» PAGE EXCERPT:
Microbiome Big Data Research towards Species Diversity and Heterogeneity Analysis


Student thesis: Doctoral Thesis

View graph of relations


Related Research Unit(s)


Awarding Institution
Award date21 Jun 2021


Microbes are indispensable components in the biogeochemical cycle, which have important ecological status and functions to balance the ecosystem, regulate the metabolism of animals and plants, and prevent diseases. The rapid development of sequencing technology has accumulated a large amount of microbial whole-genome and metagenome data, which provides abundant resources for studying microbial genetic diversity, dynamic changes, and environmental adaptability, and promotes the study of microbial genomes from individual genomes to species-wide genomes and community-based metagenomes. A microbial pan-genome is a collection of all genes in a given microbial group. Pan-genomic analysis can reveal the genetic diversity, phylogeny, and genetic variation at the microbial species level. Metagenome refers to the collection of the genes of all microorganisms in a specific environment. Metagenomics analysis can capture the dynamic behavior, functional metabolic profiles, and interactions of microbes in a specific environment. The combination of microbial pan-genomics and metagenomics can reveal the complex relationship from a single microbial genome to multiple genomes and communities, thereby extending the genomic profile of a microbial individual to entire species and communities. Therefore, this study combined pan-genomics and metagenomics methods to profile microbial diversity, heterogeneity, and evolutionary patterns at different taxonomic levels and community levels.

Items drawn from a data source:

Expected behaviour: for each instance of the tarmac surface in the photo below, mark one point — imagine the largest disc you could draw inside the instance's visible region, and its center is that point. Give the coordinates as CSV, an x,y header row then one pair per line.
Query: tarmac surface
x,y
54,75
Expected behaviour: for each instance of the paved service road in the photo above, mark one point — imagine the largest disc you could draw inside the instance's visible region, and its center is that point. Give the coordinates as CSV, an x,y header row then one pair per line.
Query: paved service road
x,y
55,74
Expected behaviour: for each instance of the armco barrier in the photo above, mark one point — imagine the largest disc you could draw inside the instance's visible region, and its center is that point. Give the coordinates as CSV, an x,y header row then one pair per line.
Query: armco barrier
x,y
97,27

* * *

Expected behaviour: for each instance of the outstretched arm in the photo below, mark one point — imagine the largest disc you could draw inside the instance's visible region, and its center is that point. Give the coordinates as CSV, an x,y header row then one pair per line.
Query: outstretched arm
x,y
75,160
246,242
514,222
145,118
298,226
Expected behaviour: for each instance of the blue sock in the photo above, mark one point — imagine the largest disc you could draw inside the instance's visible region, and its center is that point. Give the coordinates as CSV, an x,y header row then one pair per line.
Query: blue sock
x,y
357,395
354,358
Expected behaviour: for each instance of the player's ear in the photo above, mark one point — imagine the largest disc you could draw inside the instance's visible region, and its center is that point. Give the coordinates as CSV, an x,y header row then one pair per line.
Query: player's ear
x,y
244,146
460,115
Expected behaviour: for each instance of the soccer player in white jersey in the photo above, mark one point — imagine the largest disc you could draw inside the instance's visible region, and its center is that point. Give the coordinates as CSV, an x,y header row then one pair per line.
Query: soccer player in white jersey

» WORK ORDER 1:
Answer these questions using the thesis page.
(a) What kind of student thesis does it list?
(b) What award date does it give?
(c) How does it define a microbial pan-genome?
» WORK ORDER 2:
Update the thesis page by writing out the part that opens with the words "Microbiome Big Data" and closes with "Related Research Unit(s)", with "Doctoral" changed to "Master's".

» TASK RESPONSE 1:
(a) A Doctoral Thesis.
(b) 21 Jun 2021.
(c) A collection of all genes in a given microbial group.

» TASK RESPONSE 2:
Microbiome Big Data Research towards Species Diversity and Heterogeneity Analysis


Student thesis: Master's Thesis

View graph of relations


Related Research Unit(s)